| Task instructions |
Retype every record below exactly as it is written.
Segment Start: Available data
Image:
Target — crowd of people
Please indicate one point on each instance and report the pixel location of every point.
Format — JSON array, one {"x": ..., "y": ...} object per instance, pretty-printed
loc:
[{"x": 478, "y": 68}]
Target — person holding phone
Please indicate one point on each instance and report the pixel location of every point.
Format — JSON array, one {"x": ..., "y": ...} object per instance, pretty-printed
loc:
Segment End: Available data
| Result |
Image:
Target — crowd of people
Please indicate one point on each instance and report the pixel location of every point.
Format — JSON array, one {"x": ..., "y": ...} object per instance, pretty-printed
loc:
[{"x": 478, "y": 68}]
Target — person holding phone
Please indicate one point on each instance and report the pixel location of every point.
Format — JSON array, one {"x": ..., "y": ...} object per instance, pretty-printed
loc:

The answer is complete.